━━━ SELECTION

The way I see it, the relevant professional ideal is not neutrality. It is a cluster of values related to due process of law, but more deeply about liberalism, toleration, pluralism, and the constitutional non-orthodoxy principle: “If there is any fixed star in our constitutional constellation, it is that no official, high or petty, can prescribe what shall be orthodox in politics, nationalism, religion, or other matters of opinion or force citizens to confess by word or act their faith therein.” West Virginia State Board of Education v. Barnette, 319 U.S. 624 (1943). To the extent neutrality has anything to do with the analysis, it is in the sense used by some of the classic theoretical legal ethics articles:
“[O]nce he has accepted the client’s case, the lawyer must represent the client, or pursue the client’s objectives, regardless of the lawyer’s opinion of the client’s character and reputation, and the moral merits of the client’s objectives.” Gerald J. Postema, Moral Responsibility in Professional Ethics, 55 NYU L. Rev. 63, 73 (1980).
“[F]or the lawyer to have a moral obligation to refuse to facilitate that which the lawyer believes to be immoral[] is to substitute lawyers’ beliefs for individual autonomy and diversity.” Stephen L. Pepper, The Lawyer’s Amoral Ethical Role: A Defense, a Problem, and Some Possibilities, 1986 Am. B. Found. Res. J. 613, 617.
“Once a lawyer represents a client, the lawyer has a duty to make his or her expertise fully available in the realization of the end sought by the client, irrespective, for the most part, of the moral worth to which the end will be put or the character of the client who seeks to utilize it.” Richard Wasserstrom, Lawyers as Professionals: Some Moral Issues, 5 Hum. Rts. 1, 5-6 (1975).
The recurring language of “pursue the client’s objectives” indicates two things that I contend are fundamental to legal ethics: (1) the lawyer-client relationship is a fiduciary service relationship, in which the client sets the objectives of the representation and the lawyer uses reasonable skill and diligence to promote those objectives; and (2) there is a normative division of labor between the lawyer and the client – if the client wants to do something obnoxious, blame should properly be attributed to the client, not the lawyer.
I just returned from a symposium on my book at the University of Amsterdam, where a couple of European law professors persuaded me that, rather than talking in terms of professional neutrality, American lawyers should adopt the idea of non-identification of lawyers and their clients. Paragraph 18 of the UN Basic Principles on the Role of Lawyers states: “ Lawyers shall not be identified with their clients or their clients' causes as a result of discharging their functions.” This is a helpful way of reconceptualizing the issue. As the great legal ethics scholar Monroe Freedman consistently argued, lawyers have almost unlimited discretion to choose which clients to represent; it follows that they must be prepared to justify their decision to represent a given client or cause.

━━━━━━

## DIRECTIVE 1
Please put the listing below, from the line containing "point: white car, one" through the line containing "Target: white car", into a JSON list of strings with one string per line, skipping blank lines and leaving the pictures out.

━━━ MATERIAL PROVIDED

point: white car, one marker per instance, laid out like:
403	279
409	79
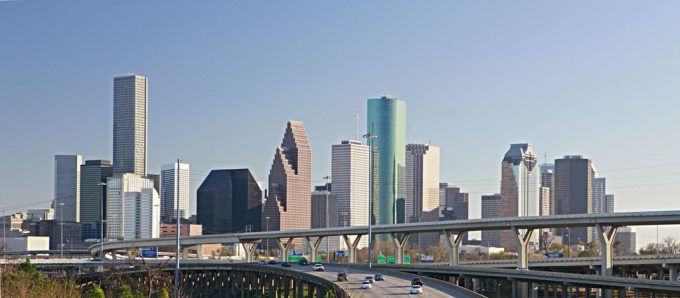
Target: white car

━━━━━━
━━━ MATERIAL PROVIDED

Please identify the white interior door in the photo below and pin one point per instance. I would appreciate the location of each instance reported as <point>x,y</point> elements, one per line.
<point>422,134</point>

━━━━━━

## DIRECTIVE 2
In the legal ethics passage, which paragraph of the UN Basic Principles on the Role of Lawyers says lawyers shall not be identified with their clients?

## WRITTEN SOLUTION 1
[
  "point: white car, one marker per instance, laid out like:",
  "403\t279",
  "409\t79",
  "Target: white car"
]

## WRITTEN SOLUTION 2
Paragraph 18